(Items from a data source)
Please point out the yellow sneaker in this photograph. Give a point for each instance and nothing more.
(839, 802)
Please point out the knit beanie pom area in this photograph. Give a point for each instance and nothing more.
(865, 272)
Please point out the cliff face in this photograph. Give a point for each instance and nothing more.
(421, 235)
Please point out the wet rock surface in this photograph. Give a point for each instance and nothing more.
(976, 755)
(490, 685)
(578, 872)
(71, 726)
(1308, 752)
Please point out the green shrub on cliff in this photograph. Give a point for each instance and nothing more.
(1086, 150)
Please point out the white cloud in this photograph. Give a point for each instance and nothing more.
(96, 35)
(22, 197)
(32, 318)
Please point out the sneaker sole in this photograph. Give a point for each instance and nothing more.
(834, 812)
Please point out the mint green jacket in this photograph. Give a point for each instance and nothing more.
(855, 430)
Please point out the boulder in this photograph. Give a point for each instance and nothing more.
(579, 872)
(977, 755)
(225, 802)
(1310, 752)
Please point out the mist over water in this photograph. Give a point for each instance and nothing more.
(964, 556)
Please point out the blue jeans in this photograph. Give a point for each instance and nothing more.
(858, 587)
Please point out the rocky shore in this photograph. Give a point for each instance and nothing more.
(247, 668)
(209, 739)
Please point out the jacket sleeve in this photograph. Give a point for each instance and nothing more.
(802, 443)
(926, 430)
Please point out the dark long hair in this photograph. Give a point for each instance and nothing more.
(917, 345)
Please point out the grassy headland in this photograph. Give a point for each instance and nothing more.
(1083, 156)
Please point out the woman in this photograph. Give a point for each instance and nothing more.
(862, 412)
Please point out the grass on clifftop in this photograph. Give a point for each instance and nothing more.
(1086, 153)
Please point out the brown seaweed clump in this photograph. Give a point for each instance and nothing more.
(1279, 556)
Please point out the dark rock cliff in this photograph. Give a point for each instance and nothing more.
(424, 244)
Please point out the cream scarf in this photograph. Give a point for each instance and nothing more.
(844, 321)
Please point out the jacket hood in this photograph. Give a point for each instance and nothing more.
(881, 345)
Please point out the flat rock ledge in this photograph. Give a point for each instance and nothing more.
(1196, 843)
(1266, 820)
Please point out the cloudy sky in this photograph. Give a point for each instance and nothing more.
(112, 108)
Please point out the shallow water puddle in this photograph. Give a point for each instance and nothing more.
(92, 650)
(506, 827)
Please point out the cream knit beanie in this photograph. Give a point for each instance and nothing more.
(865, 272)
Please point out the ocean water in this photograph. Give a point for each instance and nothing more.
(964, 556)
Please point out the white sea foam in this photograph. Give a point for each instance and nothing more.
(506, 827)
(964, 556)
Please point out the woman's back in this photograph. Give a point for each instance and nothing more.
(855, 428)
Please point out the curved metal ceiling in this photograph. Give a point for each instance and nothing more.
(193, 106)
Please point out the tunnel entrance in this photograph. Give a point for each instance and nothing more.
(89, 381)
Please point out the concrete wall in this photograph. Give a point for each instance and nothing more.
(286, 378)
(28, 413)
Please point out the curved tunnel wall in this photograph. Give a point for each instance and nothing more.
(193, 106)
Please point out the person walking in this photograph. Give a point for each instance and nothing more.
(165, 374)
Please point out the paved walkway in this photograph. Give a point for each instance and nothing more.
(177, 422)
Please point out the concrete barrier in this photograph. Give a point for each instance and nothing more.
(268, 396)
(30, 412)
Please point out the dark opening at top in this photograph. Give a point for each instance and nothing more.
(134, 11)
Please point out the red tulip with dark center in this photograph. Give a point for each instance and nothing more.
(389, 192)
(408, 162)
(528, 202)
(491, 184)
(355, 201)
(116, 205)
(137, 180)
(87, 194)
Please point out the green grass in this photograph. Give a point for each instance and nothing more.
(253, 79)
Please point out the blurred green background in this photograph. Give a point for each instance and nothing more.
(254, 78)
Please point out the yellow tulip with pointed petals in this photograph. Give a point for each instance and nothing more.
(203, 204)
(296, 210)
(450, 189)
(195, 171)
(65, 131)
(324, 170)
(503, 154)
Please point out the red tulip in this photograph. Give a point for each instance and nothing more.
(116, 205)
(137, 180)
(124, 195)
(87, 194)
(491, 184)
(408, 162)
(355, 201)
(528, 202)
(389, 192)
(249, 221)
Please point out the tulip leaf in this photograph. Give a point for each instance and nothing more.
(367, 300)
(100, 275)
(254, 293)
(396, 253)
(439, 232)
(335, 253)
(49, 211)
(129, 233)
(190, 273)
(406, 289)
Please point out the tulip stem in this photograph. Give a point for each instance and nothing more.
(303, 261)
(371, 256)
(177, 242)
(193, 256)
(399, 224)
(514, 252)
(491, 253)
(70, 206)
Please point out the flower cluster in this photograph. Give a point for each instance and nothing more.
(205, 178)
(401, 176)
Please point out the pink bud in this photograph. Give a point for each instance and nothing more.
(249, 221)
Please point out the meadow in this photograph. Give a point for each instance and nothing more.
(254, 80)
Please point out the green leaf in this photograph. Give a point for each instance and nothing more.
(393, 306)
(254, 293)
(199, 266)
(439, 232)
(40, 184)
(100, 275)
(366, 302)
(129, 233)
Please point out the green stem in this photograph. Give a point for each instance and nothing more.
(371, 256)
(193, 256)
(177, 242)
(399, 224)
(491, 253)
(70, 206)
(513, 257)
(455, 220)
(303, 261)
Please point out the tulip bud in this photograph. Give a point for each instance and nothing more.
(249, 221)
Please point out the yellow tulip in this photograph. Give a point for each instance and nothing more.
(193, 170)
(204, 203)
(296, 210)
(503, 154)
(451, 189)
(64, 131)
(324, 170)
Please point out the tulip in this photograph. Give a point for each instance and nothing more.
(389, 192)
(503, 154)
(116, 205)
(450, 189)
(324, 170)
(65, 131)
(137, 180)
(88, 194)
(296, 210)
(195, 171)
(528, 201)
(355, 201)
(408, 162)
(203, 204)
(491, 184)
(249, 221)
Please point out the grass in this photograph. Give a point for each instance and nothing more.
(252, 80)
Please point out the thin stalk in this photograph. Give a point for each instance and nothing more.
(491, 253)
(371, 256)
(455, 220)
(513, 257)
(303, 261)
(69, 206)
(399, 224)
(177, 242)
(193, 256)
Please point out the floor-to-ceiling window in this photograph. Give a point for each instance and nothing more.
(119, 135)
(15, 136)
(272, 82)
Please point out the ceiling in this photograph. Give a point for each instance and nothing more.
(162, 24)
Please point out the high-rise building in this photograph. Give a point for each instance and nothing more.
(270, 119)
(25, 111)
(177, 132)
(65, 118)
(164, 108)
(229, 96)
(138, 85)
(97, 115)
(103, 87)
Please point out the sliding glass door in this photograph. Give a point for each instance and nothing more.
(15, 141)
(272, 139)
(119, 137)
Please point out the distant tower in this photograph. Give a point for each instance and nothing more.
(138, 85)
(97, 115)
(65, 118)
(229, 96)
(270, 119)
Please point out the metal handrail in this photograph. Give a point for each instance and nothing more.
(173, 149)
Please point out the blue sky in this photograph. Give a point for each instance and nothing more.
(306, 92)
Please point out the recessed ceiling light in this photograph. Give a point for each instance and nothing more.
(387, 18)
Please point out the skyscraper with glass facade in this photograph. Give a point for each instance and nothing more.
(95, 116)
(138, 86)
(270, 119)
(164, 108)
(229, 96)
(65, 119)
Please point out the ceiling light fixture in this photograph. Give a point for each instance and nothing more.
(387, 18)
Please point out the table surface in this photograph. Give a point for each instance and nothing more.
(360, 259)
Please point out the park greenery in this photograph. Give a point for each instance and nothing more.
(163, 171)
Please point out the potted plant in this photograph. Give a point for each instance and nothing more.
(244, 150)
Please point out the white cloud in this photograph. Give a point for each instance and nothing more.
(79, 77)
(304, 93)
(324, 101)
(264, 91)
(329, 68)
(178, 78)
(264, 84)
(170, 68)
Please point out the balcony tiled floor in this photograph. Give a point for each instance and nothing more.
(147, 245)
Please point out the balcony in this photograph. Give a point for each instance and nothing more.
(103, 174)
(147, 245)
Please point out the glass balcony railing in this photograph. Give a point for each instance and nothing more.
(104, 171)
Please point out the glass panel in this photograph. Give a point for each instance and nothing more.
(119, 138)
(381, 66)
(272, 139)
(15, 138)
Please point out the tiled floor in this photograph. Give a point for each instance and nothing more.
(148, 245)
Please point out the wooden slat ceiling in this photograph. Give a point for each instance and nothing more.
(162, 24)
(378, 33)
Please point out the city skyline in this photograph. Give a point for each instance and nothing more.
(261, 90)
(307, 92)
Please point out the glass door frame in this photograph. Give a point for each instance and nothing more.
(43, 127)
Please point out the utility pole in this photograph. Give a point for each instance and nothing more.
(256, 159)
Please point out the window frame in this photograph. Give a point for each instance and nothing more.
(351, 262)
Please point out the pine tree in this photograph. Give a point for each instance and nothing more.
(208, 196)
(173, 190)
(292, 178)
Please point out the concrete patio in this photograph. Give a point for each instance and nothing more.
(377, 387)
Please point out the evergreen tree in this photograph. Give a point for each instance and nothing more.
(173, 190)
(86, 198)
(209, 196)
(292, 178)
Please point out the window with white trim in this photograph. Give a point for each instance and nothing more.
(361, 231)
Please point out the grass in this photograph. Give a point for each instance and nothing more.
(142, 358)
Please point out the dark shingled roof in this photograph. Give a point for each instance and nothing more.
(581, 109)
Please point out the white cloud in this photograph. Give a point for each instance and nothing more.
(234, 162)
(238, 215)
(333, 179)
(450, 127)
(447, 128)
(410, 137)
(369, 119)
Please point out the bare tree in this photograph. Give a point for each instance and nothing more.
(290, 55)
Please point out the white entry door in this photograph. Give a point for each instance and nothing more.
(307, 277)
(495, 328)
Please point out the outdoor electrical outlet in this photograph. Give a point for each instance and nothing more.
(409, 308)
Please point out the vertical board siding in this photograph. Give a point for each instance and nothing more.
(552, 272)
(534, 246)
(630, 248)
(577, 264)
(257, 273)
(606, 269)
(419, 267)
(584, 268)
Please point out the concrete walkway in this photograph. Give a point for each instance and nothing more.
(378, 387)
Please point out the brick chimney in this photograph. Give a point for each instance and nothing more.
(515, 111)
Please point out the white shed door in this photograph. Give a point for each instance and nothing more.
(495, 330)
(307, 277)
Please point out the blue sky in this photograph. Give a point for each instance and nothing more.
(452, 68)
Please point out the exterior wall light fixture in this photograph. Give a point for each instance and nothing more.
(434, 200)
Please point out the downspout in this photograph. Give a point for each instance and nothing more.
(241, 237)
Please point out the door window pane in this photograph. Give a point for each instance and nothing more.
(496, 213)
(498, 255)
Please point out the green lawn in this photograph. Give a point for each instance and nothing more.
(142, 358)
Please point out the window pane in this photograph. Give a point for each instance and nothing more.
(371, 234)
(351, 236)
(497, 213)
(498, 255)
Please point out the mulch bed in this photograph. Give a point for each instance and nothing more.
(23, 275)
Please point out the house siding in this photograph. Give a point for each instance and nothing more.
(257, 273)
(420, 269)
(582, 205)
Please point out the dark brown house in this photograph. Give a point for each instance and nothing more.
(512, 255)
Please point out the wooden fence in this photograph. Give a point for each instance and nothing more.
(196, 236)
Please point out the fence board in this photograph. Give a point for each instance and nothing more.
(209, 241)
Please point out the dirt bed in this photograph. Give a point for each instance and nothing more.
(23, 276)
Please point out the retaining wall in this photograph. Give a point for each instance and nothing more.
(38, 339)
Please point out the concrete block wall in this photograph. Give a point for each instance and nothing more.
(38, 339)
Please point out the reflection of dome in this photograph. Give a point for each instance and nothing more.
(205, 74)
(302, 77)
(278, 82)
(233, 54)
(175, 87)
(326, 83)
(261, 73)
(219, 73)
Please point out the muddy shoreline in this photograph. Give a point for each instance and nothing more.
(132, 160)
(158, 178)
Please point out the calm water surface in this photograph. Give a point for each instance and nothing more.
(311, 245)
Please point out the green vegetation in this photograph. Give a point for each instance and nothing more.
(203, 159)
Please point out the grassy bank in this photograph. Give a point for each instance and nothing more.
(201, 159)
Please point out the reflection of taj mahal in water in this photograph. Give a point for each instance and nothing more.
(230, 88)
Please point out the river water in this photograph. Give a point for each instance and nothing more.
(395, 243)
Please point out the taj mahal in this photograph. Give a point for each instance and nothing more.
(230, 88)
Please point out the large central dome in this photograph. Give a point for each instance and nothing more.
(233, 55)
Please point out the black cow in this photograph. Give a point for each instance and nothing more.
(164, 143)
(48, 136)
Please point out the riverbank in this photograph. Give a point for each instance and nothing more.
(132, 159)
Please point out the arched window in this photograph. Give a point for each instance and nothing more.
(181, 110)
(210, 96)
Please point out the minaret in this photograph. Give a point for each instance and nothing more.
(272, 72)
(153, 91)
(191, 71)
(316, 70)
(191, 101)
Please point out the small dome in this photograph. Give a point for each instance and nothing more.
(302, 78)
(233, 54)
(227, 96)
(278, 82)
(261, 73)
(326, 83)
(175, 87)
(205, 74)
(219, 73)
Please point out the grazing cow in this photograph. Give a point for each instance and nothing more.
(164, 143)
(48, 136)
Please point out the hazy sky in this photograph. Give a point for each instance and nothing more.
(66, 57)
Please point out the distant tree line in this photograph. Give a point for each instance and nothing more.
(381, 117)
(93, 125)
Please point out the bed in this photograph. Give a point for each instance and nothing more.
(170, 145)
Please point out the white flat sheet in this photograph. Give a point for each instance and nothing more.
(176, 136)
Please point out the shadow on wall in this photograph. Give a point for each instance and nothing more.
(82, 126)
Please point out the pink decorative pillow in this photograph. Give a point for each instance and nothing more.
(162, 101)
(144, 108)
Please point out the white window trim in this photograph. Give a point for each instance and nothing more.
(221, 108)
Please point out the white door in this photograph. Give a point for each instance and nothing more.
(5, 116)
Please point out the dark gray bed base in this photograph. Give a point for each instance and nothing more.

What to produce » Copy out the lines above verbatim, beginning with the line that contains "Please point out the dark long" and continuing through the line that contains "(1086, 153)".

Full solution »
Please point out the dark long hair in this photograph. Give a point for each instance and nothing more.
(917, 345)
Please point out the grassy headland in this photograph. Give a point for each instance and nothing more.
(1083, 156)
Please point out the woman in this photograph. Give a point for each instance and nothing more.
(862, 412)
Please point out the grass on clifftop in this photograph. Give a point for each instance and nothing more.
(1086, 153)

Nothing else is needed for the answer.